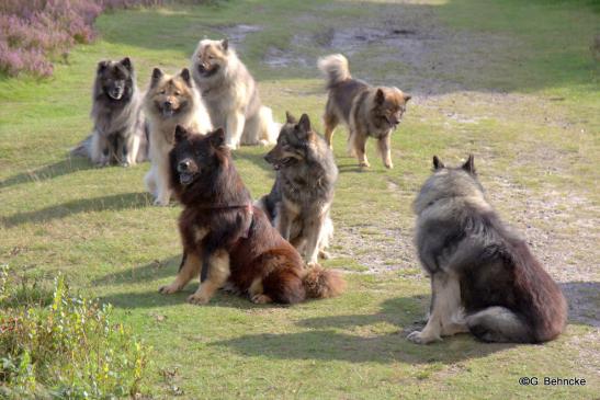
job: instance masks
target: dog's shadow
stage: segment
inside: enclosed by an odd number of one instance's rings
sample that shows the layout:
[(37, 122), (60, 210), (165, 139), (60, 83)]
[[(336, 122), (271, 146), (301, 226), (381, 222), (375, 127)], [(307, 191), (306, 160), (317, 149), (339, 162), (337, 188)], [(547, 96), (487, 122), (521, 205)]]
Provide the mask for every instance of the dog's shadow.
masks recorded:
[(78, 198), (33, 212), (15, 213), (1, 218), (0, 221), (10, 228), (27, 222), (37, 224), (60, 219), (79, 213), (141, 208), (151, 204), (151, 196), (147, 193), (122, 193), (102, 197)]
[(70, 158), (55, 162), (49, 165), (21, 172), (0, 181), (0, 188), (18, 185), (27, 182), (43, 182), (58, 176), (67, 175), (77, 171), (93, 169), (94, 167), (84, 158)]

### EXERCISE DIRECTIONS:
Reproduce all the records with each "instance" swapped for "object", keeping everything else the same and leaving out the pictures.

### EXPECTED ANSWER:
job: object masks
target: dog's shadow
stage: segment
inside: enclosed by an odd number of one object's rings
sample that shows the layout:
[(37, 122), (60, 210), (165, 139), (60, 83)]
[[(336, 122), (271, 146), (301, 226), (381, 222), (375, 127)], [(307, 191), (306, 160), (317, 149), (339, 162), (337, 188)], [(547, 96), (487, 122), (521, 205)]]
Provide the mask for every object of the dog's shadow.
masks recorded:
[(78, 198), (33, 212), (15, 213), (1, 218), (0, 221), (10, 228), (27, 222), (37, 224), (60, 219), (79, 213), (141, 208), (151, 204), (151, 196), (147, 193), (122, 193), (102, 197)]
[(70, 158), (55, 162), (49, 165), (21, 172), (0, 181), (0, 188), (18, 185), (27, 182), (43, 182), (58, 176), (67, 175), (77, 171), (93, 169), (94, 167), (84, 158)]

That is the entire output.